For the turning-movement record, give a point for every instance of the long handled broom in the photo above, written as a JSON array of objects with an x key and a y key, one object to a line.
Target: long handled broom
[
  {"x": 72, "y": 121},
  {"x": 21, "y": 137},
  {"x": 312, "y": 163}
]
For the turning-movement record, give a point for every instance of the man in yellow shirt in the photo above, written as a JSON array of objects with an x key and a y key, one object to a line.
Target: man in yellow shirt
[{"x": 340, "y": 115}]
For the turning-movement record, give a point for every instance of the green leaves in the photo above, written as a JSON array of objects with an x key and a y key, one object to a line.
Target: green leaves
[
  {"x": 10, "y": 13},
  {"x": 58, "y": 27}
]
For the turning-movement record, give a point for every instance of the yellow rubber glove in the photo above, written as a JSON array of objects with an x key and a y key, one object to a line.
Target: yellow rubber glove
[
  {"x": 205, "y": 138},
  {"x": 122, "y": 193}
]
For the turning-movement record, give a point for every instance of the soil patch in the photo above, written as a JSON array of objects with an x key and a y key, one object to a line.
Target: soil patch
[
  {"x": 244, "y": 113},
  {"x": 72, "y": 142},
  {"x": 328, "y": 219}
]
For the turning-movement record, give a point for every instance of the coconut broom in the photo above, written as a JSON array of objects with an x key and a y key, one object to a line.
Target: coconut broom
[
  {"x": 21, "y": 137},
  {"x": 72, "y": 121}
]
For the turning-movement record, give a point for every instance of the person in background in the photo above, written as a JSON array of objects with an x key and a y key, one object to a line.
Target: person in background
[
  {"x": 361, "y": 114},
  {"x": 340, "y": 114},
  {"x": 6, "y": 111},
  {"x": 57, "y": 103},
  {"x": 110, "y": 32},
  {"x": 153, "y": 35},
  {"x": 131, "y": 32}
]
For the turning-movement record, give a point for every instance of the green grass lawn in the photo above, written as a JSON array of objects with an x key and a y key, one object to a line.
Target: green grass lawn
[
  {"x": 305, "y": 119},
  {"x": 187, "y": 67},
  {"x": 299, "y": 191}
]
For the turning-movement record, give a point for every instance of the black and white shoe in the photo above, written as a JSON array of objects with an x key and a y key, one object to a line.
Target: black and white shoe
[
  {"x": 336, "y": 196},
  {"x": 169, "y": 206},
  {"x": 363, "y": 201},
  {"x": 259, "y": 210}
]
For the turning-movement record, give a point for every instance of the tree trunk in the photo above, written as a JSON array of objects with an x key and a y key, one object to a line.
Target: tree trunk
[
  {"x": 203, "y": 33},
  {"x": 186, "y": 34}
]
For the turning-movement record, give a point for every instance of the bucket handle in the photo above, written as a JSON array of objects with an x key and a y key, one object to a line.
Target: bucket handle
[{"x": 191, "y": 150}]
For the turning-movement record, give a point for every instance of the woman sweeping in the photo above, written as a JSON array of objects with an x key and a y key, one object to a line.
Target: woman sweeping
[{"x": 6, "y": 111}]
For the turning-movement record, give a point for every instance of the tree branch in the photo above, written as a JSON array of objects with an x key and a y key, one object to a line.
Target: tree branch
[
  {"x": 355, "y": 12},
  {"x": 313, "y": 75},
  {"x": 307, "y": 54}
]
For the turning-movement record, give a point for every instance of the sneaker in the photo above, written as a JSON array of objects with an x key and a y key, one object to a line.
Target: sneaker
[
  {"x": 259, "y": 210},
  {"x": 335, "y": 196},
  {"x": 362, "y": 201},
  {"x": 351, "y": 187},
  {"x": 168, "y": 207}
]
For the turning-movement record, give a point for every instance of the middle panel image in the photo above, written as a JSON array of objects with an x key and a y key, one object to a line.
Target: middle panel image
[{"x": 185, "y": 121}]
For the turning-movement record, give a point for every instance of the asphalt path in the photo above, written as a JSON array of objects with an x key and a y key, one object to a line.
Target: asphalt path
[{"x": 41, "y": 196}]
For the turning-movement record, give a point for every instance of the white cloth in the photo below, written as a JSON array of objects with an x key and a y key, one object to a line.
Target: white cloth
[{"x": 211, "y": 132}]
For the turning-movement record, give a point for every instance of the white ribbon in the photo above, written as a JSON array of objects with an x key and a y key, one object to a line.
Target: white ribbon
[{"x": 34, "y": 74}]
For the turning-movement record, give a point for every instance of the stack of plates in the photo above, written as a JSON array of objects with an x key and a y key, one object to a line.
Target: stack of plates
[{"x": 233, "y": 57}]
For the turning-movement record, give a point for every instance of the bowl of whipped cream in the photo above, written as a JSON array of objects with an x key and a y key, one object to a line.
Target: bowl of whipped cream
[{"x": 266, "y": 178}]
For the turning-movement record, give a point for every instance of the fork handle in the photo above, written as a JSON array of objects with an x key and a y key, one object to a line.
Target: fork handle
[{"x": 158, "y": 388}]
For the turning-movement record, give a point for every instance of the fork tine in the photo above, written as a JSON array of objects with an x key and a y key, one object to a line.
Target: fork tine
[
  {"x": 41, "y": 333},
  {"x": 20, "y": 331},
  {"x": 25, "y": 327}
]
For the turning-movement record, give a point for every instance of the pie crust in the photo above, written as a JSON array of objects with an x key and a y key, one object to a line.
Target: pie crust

--------------------------------

TO BE DONE
Word for word, write out the data.

RESPONSE BELOW
For the turning-movement record, give a point for every instance of the long handled broom in the photo above, written as a JSON array of objects with an x key and a y key, one object to a line.
Target: long handled broom
[
  {"x": 72, "y": 121},
  {"x": 21, "y": 137},
  {"x": 312, "y": 163}
]
For the turning-movement record, give a point for every instance of the man in yellow shirt in the photo above, written as a JSON array of objects with an x key and a y key, one object to a line.
Target: man in yellow shirt
[{"x": 340, "y": 115}]
For the turning-movement record, give a point for every instance of the green leaves in the photo above, written as a JSON array of objects with an x key and a y key, one object to a line.
Target: green leaves
[
  {"x": 10, "y": 13},
  {"x": 58, "y": 27}
]
For the turning-movement record, give a point for every instance of the yellow rubber glove in the photo above, written as a JSON array of objects with an x key and a y key, one object to a line.
Target: yellow rubber glove
[
  {"x": 205, "y": 138},
  {"x": 122, "y": 193}
]
For the turning-movement record, give a point for every instance of the soil patch in the photo above, written as a JSON array of objects with an x key and a y key, one object to a line.
Target: soil patch
[
  {"x": 244, "y": 113},
  {"x": 72, "y": 142},
  {"x": 328, "y": 219}
]
For the turning-movement record, give a point for every instance of the coconut broom in the photo above, written as a JSON array of objects with an x key and a y key, one object to a line.
Target: coconut broom
[
  {"x": 21, "y": 137},
  {"x": 72, "y": 121}
]
For the turning-movement record, give a point for every instance of the person in background in the photo above, written as a JSON array of objects with an x key and a y key, one object to a line.
Target: person in background
[
  {"x": 361, "y": 114},
  {"x": 340, "y": 114},
  {"x": 6, "y": 111},
  {"x": 57, "y": 103},
  {"x": 110, "y": 32},
  {"x": 153, "y": 35},
  {"x": 131, "y": 32}
]
For the turning-movement record, give a point for every instance of the green grass lawn in the photo above, written as a JSON array of objects with an x key and a y key, one object to a line.
Target: green grass lawn
[
  {"x": 305, "y": 119},
  {"x": 187, "y": 67},
  {"x": 299, "y": 191}
]
For the turning-movement record, give a point for every instance of the black and white shoe in the photo above, written as a JSON array of objects with an x key and a y key, one object to a line.
Target: black and white shoe
[
  {"x": 336, "y": 196},
  {"x": 169, "y": 206},
  {"x": 363, "y": 201},
  {"x": 259, "y": 210}
]
For the turning-movement record, give a point for every instance of the tree trunk in the photo above, written as a JSON array of objects with an x key and a y key, one object to a line.
Target: tree trunk
[
  {"x": 203, "y": 33},
  {"x": 186, "y": 34}
]
For the turning-movement record, give a point for every instance of the bucket handle in the photo above, written as a JSON array of objects with an x key and a y key, one object to a line.
Target: bucket handle
[{"x": 191, "y": 150}]
For the turning-movement record, give a point for every instance of the woman sweeping in the photo above, written as a JSON array of objects with an x key and a y key, one object to a line.
Target: woman sweeping
[{"x": 6, "y": 111}]
For the turning-movement record, give a point for every instance of the tree branch in the photo above, written as a JSON array of objects with an x key and a y key, one object to a line.
Target: tree branch
[
  {"x": 355, "y": 12},
  {"x": 313, "y": 75},
  {"x": 307, "y": 54}
]
For the turning-movement record, give a point for every instance of the sneaker in the photo above, written as a JSON array of objects with an x key and a y key, one object to a line.
Target: sneaker
[
  {"x": 259, "y": 210},
  {"x": 335, "y": 196},
  {"x": 362, "y": 201},
  {"x": 351, "y": 187},
  {"x": 168, "y": 207}
]
For the turning-movement record, give a point for every instance of the middle panel image in the photo above, written as a JSON array of objects with an x key and a y key, one object to a line.
Target: middle panel image
[{"x": 185, "y": 121}]
For the turning-movement record, give a point for every instance of the asphalt path in the photo above, written as a JSON array of objects with an x key and a y key, one object to a line.
Target: asphalt path
[{"x": 41, "y": 196}]
For the turning-movement record, give a point for every instance of the white cloth in the photo below, written as a JSON array of objects with an x key and a y key, one object to a line.
Target: white cloth
[{"x": 211, "y": 132}]
For the turning-movement record, give a point for every instance of the white ribbon in the photo above, written as a JSON array of objects with an x key and a y key, one object to a line.
Target: white ribbon
[{"x": 34, "y": 74}]
For the turning-movement record, give a point for every instance of the stack of plates in the photo above, written as a JSON array of objects with an x key and a y key, one object to a line.
Target: stack of plates
[{"x": 233, "y": 57}]
For the turning-movement record, give a point for every instance of the bowl of whipped cream in the photo above, written as a JSON array of objects with an x key and a y key, one object to a line.
Target: bowl of whipped cream
[{"x": 266, "y": 178}]
For the turning-movement record, give a point for every instance of the fork handle in the photo above, written as a JSON array of objects with an x key and a y key, one object to a line.
Target: fork handle
[{"x": 158, "y": 388}]
For the turning-movement record, give a point for every instance of the fork tine in the photo above, written as a JSON array of objects with an x key and a y key, one object to a line.
Target: fork tine
[
  {"x": 41, "y": 333},
  {"x": 20, "y": 331},
  {"x": 25, "y": 327}
]
For the turning-movement record, give a point for every instance of the pie crust in the photo above, written as a JSON array of objects with an x key and a y key, one object to a line.
Target: pie crust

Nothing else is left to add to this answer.